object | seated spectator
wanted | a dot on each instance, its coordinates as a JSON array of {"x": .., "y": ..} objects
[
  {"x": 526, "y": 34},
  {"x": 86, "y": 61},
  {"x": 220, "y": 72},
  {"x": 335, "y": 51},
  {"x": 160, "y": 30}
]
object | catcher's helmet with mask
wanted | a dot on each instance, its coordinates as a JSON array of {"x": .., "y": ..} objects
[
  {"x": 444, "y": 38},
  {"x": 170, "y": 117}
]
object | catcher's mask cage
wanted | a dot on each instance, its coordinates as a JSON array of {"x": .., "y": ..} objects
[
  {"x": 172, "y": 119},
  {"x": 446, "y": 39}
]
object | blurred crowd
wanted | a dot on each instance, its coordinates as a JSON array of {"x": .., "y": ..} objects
------
**WHAT THE TASK ASKS:** Once you find the line containing "object | catcher's helmet with mask", stop: reproduce exactly that line and every line of the data before it, and nothing else.

**YOUR SOLUTION:**
object | seated spectator
wanted | a dot on each instance, its coordinates as a JSON array of {"x": .., "y": ..} objects
[
  {"x": 526, "y": 34},
  {"x": 86, "y": 61},
  {"x": 220, "y": 72},
  {"x": 335, "y": 51},
  {"x": 160, "y": 30}
]
object | catcher's helmet with mask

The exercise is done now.